Through the lives we lived, I learned the harshest gift-lesson to accept, and the most powerful I know - that is, knowledge, an absolute certainty that life repeats itself, renews itself, no matter how many times it is stabbed, stripped to the bone, hurled to the ground, hurt, ridiculed, ignored, scorned, looked down upon, tortured, or made helpless.
I learned from my dear people as much about the grave, about facing the demons, and about rebirth as I have learned in all my psychoanalytic training and all my twenty-five years of clinical practice. I know that those who are in some ways and for some time shorn of belief in life itself - that they ultimately are the ones who will come to know best that Eden lies underneath the empty field, that the new seed goes first to the empty and open places - even when the open place is a grieving heart, a tortured mind, or a devastated spirit.
################
§ **Task set**
[A] In the passage about rebirth, how many years of clinical practice does the writer mention?
[B] Write the next few sentences of the passage about rebirth, picking up after its final sentence.

§ **Supplied records**
################
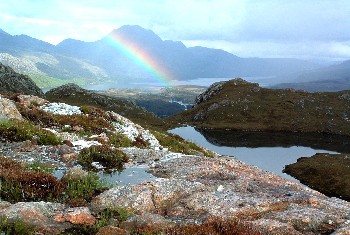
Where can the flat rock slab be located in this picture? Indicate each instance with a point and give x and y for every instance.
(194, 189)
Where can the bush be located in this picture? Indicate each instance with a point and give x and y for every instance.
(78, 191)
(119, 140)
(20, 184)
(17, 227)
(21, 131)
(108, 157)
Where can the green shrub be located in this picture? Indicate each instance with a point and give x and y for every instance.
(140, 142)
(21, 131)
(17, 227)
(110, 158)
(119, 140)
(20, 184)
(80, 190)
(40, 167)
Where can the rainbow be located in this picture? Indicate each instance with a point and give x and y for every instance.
################
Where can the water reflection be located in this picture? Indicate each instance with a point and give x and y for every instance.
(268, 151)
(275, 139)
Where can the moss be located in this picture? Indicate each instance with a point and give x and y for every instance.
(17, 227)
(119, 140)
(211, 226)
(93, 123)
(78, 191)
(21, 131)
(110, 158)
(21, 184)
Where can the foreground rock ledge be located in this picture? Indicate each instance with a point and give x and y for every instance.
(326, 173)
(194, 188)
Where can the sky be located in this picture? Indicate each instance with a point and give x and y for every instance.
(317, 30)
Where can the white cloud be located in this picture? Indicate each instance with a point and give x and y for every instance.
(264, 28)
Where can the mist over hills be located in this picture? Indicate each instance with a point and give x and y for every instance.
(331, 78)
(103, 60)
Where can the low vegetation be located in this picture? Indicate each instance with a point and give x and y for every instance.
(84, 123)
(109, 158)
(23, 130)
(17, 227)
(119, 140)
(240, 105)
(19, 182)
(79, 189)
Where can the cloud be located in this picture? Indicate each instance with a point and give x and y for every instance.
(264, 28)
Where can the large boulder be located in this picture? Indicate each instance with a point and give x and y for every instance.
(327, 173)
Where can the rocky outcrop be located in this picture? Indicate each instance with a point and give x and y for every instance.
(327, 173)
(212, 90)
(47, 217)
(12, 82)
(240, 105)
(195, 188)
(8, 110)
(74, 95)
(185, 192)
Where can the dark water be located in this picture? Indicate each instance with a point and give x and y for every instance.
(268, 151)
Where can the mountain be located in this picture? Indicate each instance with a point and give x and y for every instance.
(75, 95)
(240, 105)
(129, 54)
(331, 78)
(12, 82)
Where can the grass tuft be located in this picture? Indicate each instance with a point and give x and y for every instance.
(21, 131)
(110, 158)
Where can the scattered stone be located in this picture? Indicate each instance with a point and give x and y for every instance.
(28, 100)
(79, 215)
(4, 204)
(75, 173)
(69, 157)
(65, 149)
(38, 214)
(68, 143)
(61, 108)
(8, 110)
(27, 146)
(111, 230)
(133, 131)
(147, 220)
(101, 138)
################
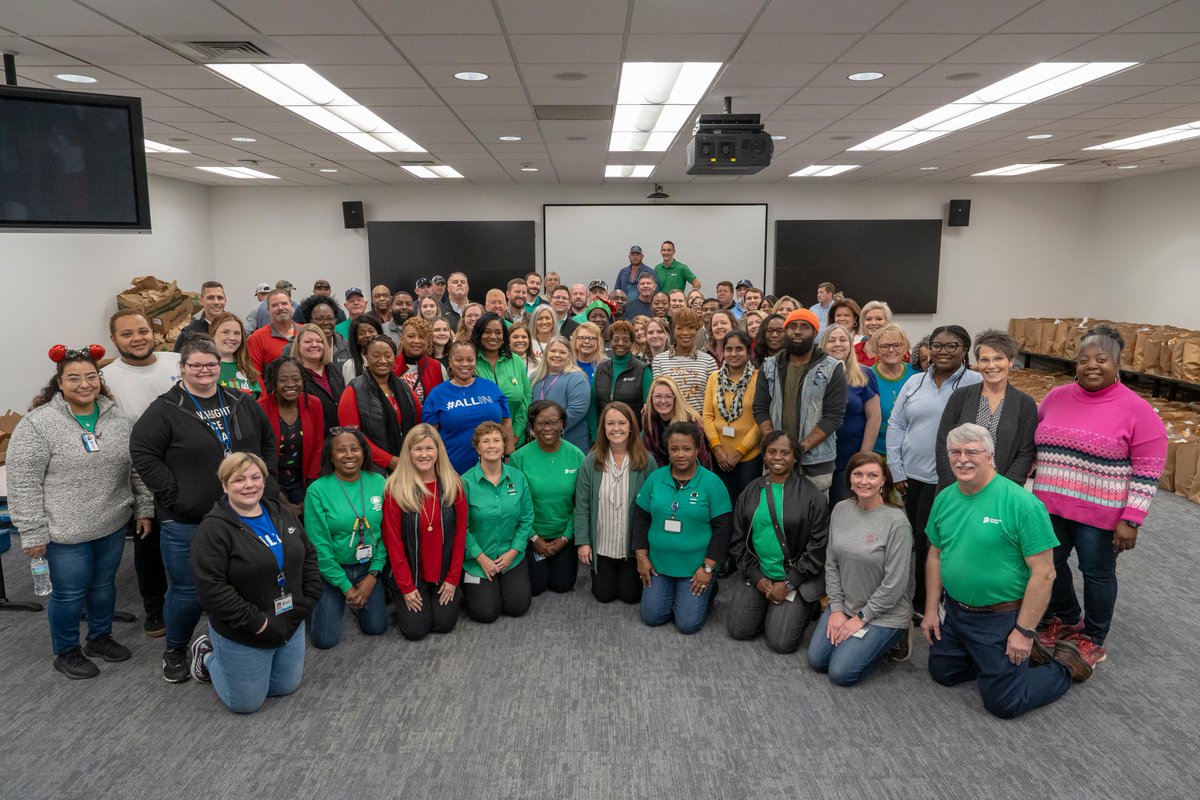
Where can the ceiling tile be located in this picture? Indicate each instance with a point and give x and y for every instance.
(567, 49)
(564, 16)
################
§ **Task-by-task answers**
[A] Twenty-five years.

[B]
What is this faithful process of spirit and seed that touches empty ground and makes it rich again? Its greater workings I cannot claim to understand. But I know this: Whatever we set our days to might be the least of what we do, if we do not also understand that something is waiting for us to make ground for it, something that lingers near us, something that loves, something that waits for the right ground to be made so it can make its full presence known.
I am certain that as we stand in the care of this faithful force, that what has seemed dead is dead no longer, what has seemed lost is no longer lost, that which some have claimed impossible is made clearly possible, and what ground is fallow is only resting - resting and waiting for the blessed seed to arrive on the wind with all Godspeed.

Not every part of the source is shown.